Segment Start: Extract provided

China's electric bike manufacturers are strengthening various competencies to provide extra value as competition intensifies and margins decline. In addition, although demand continues to rise, a number of suppliers believe the line has already reached maturity and are expecting growth to decelerate.
R&D tops the list of functions being strengthened as companies strive to differentiate themselves. Many enterprises intend to invest 10 to 30 percent more in product development this year.
Among such makers, improving energy efficiency is a priority. To this end, several are looking at ways to decrease the weight of their bicycles so that these will require less power.
Besides adopting lighter materials for the frame, which most are already doing, another popular solution is to employ lithium-based batteries. Generally lighter than other chemistries of the same size, these also have high energy densities, which enable them to store a greater amount of power.
Technological advancements have given rise to lithiumbased batteries capable of providing even more driving time per charge. Golden Motor Technology Co. Ltd, an e-bike maker that produces its own cells, has released units that can power bicycles for 50 to 60 kilometers. This is in contrast to most batteries, which allow only a running distance of 45 kilometers when full.
To differentiate further their electric bikes, a few suppliers have adopted or are exploring the use of solar batteries. Designs employing PV energy are mostly for the EU and the number is currently limited due to the new technology and high costs.
Still in line with achieving greater energy efficiency via lighter weight, a number of enterprises are fitting more compact motors in their bicycles. This method can decrease the weight of the product from 40 to 25kg. Using a lithium-based battery can mean a reduction of an additional 2kg.
For better comfort and safety, lighter power sources are being paired with smarter controllers. Golden, for example, offers its e-bikes with systems that allow the rider to adjust speed with greater precision based on his or her weight and road conditions.

Segment End: Extract provided

Assigned task - In the passage on China's electric bike makers, rewrite the part between "Besides adopting lighter" and "kilometers when full.", inclusive, switching "energy densities" to "storage capacities". Rely only on the passage about China's electric bike makers.

Segment Start: Information

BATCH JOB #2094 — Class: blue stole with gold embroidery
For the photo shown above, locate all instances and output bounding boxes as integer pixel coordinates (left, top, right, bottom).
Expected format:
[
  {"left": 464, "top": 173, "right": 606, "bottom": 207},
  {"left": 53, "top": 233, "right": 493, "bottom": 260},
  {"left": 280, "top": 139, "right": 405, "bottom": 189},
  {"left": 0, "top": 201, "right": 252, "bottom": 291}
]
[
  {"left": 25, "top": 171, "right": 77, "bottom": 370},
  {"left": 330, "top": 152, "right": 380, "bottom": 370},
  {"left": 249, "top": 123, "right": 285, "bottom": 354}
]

Segment End: Information

Response to the exercise -
Besides adopting lighter materials for the frame, which most are already doing, another popular solution is to employ lithium-based batteries. Generally lighter than other chemistries of the same size, these also have high storage capacities, which enable them to store a greater amount of power.
Technological advancements have given rise to lithiumbased batteries capable of providing even more driving time per charge. Golden Motor Technology Co. Ltd, an e-bike maker that produces its own cells, has released units that can power bicycles for 50 to 60 kilometers. This is in contrast to most batteries, which allow only a running distance of 45 kilometers when full.